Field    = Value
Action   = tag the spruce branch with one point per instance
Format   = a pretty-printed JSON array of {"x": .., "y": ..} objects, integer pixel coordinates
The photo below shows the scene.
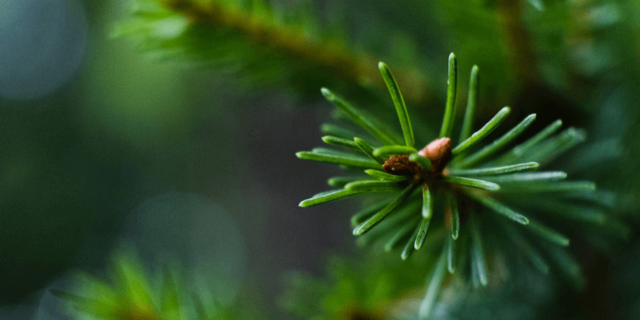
[
  {"x": 493, "y": 183},
  {"x": 223, "y": 31}
]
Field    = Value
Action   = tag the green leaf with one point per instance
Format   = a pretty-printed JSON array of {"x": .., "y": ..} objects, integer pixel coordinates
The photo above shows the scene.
[
  {"x": 500, "y": 208},
  {"x": 531, "y": 177},
  {"x": 345, "y": 159},
  {"x": 381, "y": 175},
  {"x": 451, "y": 261},
  {"x": 455, "y": 216},
  {"x": 495, "y": 170},
  {"x": 393, "y": 150},
  {"x": 467, "y": 125},
  {"x": 346, "y": 143},
  {"x": 552, "y": 187},
  {"x": 373, "y": 186},
  {"x": 547, "y": 233},
  {"x": 450, "y": 109},
  {"x": 398, "y": 102},
  {"x": 327, "y": 196},
  {"x": 371, "y": 222},
  {"x": 477, "y": 252},
  {"x": 358, "y": 117},
  {"x": 483, "y": 132},
  {"x": 401, "y": 234},
  {"x": 519, "y": 151},
  {"x": 367, "y": 149},
  {"x": 427, "y": 203},
  {"x": 422, "y": 233},
  {"x": 408, "y": 247},
  {"x": 401, "y": 216},
  {"x": 469, "y": 182},
  {"x": 573, "y": 212},
  {"x": 367, "y": 212},
  {"x": 546, "y": 132},
  {"x": 340, "y": 182},
  {"x": 556, "y": 146},
  {"x": 424, "y": 162},
  {"x": 498, "y": 144},
  {"x": 435, "y": 282}
]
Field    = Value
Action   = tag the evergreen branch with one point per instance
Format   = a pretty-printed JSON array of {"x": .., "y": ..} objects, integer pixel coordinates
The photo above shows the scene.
[
  {"x": 483, "y": 132},
  {"x": 450, "y": 109},
  {"x": 215, "y": 23},
  {"x": 495, "y": 170}
]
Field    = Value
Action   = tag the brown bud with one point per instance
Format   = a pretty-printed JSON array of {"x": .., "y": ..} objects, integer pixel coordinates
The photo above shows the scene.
[
  {"x": 401, "y": 166},
  {"x": 439, "y": 152}
]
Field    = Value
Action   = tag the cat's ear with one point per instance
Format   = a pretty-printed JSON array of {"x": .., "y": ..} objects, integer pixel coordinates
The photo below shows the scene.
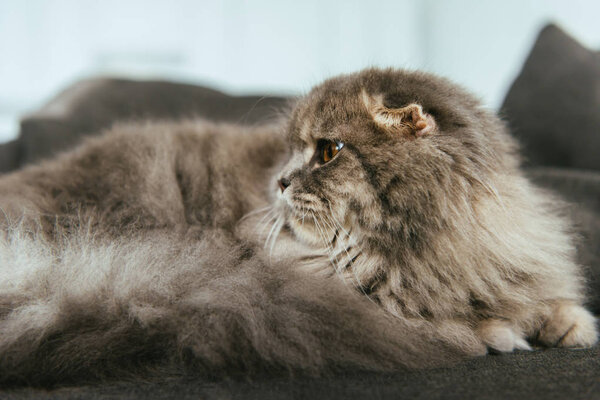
● ● ● ● ● ● ●
» **Exercise requirements**
Please pick out each line in the records above that contains the word "Action", matching case, and copy those lines.

» **Output of the exercise**
Action   = tag the spruce branch with one point per instance
Action   = tag the green leaf with one point per instance
Action   = tag the evergreen branch with one point per instance
Action   = tag the brown bud with one point per instance
Action   = tag the cat's ear with one point per instance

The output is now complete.